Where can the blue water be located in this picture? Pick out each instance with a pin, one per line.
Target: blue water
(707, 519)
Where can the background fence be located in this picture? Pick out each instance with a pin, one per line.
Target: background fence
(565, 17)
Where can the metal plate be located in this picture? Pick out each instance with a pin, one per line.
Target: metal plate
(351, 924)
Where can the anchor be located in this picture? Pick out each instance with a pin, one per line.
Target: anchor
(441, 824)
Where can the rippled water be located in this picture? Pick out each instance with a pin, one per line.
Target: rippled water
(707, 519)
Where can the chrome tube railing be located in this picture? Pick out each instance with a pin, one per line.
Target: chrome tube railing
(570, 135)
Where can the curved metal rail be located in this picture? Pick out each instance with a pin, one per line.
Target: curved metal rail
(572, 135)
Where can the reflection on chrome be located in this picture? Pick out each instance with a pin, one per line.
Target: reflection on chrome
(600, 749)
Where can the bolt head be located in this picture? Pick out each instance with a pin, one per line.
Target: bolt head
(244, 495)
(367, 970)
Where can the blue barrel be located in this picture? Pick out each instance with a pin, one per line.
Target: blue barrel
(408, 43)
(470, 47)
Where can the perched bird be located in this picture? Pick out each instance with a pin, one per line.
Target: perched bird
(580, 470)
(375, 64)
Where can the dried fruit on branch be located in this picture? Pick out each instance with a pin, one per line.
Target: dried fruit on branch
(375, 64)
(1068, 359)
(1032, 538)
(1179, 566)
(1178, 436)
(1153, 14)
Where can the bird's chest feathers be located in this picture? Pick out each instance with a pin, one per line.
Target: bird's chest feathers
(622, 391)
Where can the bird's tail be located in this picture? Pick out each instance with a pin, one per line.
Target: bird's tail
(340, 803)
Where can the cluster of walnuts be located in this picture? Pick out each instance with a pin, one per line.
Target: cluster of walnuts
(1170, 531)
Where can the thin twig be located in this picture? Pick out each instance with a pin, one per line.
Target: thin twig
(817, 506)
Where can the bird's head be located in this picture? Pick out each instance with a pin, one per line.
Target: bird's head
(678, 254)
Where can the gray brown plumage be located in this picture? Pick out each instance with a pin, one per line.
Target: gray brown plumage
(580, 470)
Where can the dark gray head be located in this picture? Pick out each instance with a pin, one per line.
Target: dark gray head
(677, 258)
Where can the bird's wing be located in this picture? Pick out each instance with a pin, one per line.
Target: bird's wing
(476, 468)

=======

• Problem to solve
The whole of the data above must be given again, unaltered and complete.

• Answer below
Where can the blue water be located in this picture? Pick out each instance with a pin, one per line.
Target: blue water
(707, 519)
Where can the background fence be located in this picture? Pick out each instance with a pin, one per line.
Target: background fence
(565, 17)
Where can the metal plate be located in this picture? Pick out each instance with a pin, one per line.
Target: metal plate
(351, 924)
Where can the anchor be located in this picture? Pick out each instance with a pin, one per line.
Target: anchor
(441, 824)
Where can the rippled water be located in this picture? Pick out each instance with a pin, one per line.
Target: rippled water
(707, 519)
Where can the chrome tube railing be located in this picture? Pick out each instance with a pin, one per line.
Target: chrome tube railing
(570, 135)
Where can the curved metal rail be located in this picture? Pick out each instance with a pin, one per line.
Target: curved metal rail
(572, 135)
Where can the reflection on chrome be located in this picture? Pick out each instance with a pin, one per line.
Target: reflection on chrome
(600, 749)
Where can the bolt head be located in this picture? Pick out each instance with a pin, one per line.
Target: bolt head
(244, 495)
(367, 970)
Where can the blue barrel be located in this picture? Pick out each instance with a pin, one per line.
Target: blue barrel
(408, 43)
(470, 47)
Where can the perched bird be located in this picture? Pick out each instance with a pin, one per line.
Target: perched bird
(580, 470)
(375, 64)
Where can the dried fruit on branch be located in this picture? Pick out each instance with a pin, one per line.
Target: dried fruit on branch
(375, 64)
(1068, 359)
(1032, 538)
(1179, 566)
(1178, 436)
(1153, 14)
Where can the bird's chest feathers be located in this picture? Pick out each instance with a pin, one per line.
Target: bird's chest feathers
(622, 391)
Where can the bird's tail be located in this picture? Pick out each instance with a pin, one per line.
Target: bird's tail
(340, 803)
Where can the cluster of walnuts be located in this picture? Pick out each instance with a pin, one per line.
Target: cluster of walnuts
(1170, 531)
Where can the thin twig be located in this picture? Pick out each instance with a pin, one per line.
Target: thin twig
(817, 506)
Where can the bird's head be located in this picture? Pick out each instance with a pin, one per line.
Target: bird's head
(678, 254)
Where can the gray brown plumage be located in this picture? Pick out each instance with a pin, one per line.
Target: gray brown plumage
(580, 470)
Where can the dark gray head be located in this picture? Pick out each instance with a pin, one per line.
Target: dark gray head
(677, 258)
Where can the bird's wing be located in this picture? Pick out each instance with a pin, one per line.
Target: bird's wing
(476, 468)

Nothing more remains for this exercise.